**Task prompt:**
Answer these questions from the article on enrollment and faculty staffing:
(a) What is Joseph McLaughlin's position?
(b) According to Sayrs, who sets class size caps?
(c) Who is responsible for submitting faculty position requests to the provost?

(Study text Opens)

The university is expecting a possible record freshmen enrollment. This follows years of enrollment declines that have strained the university’s finances. This has some faculty concerned the university isn’t prepared for all those students after cutting faculty and staff levels over the years as it addressed budget issues.

“There is a certain kind of, you know, I told you so quality to what’s going on here,” Associate Professor of English Joseph McLaughlin said. “Enrollments go up and down and we can’t be constantly firing and hiring faculty on a rollercoaster kind of cycle.”

Provost Elizabeth Sayrs responded to this concern with the following statement: “There is always some flexibility in our system, and it’s important to note that, while there were reductions that happened to coincide with the COVID enrollment disruption in 2020-2021, we didn’t decrease faculty to match the very low enrollment level that one year because we knew some enrollment would rebound and our overall planning spans a much longer timeframe.” 

Some faculty also feel that bigger classes will affect the dynamic between professors and students. Instructors might rely more on tests over essays in order to adjust to more students in the class, McLaughlin said.

“You just can’t increase the class size infinitely and not have impacts on the way the course is taught,” said Robert Colvin, a professor emeritus of physiology.

A classroom at Ohio University
[Oliva Roman | WOUB]
Sayrs said that class size caps are set by individual departments, colleges, and schools. Additional seats have also been created in a number of ways, for example, assigning some courses to larger spaces to accommodate the full maximum capacity of the course. 

She also said that in some cases, course sizes were increased when departments and colleges determined that the course format would allow for effective delivery at an increased size.

Faculty also expressed concerns about the university’s plan for hiring tenure-track faculty, let alone faculty in general.

“We’re concerned because we don’t see any plans yet from the university for hiring tenure-track faculty,” Colvin said.

As enrollment projections increased throughout the spring, the provost’s office worked closely with colleges to start preparing for a larger incoming class, Sayrs said. “We continued to monitor enrollment … adding more sections as well as some more faculty hires as sections filled. The colleges are also already working to plan faculty needs for the next few years to meet the needs of larger incoming classes.”

Sayrs also said it is important to know that the colleges are responsible for submitting faculty position requests to the provost. Student enrollment increases are not evenly distributed, so staffing plans are different for different colleges and departments.

Overall, Sayrs said the university’s “desired enrollment trajectory does include some growth, but the university does not expect continued year-over-year increases at the scale we have seen in this post-pandemic rebound.”

(Study text Closes)
(Given information Opens)

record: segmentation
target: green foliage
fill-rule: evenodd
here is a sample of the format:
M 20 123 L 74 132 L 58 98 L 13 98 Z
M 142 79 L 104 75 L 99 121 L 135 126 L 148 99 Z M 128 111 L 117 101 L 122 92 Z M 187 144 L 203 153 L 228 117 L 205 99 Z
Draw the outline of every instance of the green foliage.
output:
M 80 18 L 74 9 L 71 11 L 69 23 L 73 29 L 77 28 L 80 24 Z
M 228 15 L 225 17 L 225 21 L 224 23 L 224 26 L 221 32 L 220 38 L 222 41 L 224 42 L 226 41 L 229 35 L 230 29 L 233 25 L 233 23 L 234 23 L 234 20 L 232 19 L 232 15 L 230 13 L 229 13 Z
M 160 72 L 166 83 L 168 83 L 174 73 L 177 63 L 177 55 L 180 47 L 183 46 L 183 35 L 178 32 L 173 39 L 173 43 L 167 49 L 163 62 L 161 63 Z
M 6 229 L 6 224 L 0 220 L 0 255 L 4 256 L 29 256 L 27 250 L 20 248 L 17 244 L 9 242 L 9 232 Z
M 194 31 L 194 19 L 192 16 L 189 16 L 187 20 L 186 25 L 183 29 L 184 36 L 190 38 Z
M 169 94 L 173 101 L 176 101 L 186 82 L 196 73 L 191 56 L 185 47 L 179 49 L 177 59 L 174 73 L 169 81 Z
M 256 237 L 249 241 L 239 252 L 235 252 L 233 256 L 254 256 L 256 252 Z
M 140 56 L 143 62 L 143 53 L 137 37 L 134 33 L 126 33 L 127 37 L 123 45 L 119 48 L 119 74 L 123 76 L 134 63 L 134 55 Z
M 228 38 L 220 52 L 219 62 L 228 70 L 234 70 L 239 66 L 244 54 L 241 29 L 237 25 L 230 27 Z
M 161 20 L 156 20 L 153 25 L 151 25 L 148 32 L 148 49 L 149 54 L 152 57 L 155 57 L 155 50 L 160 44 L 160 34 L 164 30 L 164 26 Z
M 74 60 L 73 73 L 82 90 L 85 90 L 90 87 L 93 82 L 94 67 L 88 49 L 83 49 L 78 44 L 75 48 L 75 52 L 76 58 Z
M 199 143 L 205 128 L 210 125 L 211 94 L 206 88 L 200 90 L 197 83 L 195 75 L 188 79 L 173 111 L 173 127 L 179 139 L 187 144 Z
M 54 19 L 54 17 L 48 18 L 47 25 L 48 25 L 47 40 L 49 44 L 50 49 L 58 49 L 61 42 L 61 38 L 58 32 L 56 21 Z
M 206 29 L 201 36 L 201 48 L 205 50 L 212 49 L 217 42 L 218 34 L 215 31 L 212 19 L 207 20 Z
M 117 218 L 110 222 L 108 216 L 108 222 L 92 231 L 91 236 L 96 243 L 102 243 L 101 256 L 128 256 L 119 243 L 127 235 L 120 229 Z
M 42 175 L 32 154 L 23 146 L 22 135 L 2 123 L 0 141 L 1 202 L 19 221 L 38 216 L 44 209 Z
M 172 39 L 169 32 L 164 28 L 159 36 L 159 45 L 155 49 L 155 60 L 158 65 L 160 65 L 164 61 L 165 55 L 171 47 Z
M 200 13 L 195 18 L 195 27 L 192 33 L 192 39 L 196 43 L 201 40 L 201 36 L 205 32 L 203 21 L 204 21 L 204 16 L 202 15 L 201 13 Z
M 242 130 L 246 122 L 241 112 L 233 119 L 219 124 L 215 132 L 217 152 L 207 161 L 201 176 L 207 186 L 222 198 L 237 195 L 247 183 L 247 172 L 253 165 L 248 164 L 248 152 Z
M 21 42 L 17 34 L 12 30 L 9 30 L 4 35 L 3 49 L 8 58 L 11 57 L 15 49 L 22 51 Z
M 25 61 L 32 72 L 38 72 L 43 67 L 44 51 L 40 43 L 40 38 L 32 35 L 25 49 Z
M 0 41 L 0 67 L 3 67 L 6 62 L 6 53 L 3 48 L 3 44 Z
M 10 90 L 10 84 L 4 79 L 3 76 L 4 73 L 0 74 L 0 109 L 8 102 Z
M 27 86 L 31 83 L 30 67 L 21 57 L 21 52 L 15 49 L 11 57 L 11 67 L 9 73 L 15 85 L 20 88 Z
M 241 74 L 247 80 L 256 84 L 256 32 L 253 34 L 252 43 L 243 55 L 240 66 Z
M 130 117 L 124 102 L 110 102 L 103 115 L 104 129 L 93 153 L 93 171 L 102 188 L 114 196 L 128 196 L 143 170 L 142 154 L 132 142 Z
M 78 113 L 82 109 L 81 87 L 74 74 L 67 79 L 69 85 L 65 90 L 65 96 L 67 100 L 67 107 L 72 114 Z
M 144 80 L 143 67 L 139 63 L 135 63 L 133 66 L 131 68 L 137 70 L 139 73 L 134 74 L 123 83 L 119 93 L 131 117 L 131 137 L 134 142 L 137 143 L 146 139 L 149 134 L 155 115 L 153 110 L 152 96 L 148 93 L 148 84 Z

(Given information Closes)

**Answer section:**
(a) He is an Associate Professor of English.
(b) Individual departments, colleges, and schools set them.
(c) The colleges are responsible for submitting them.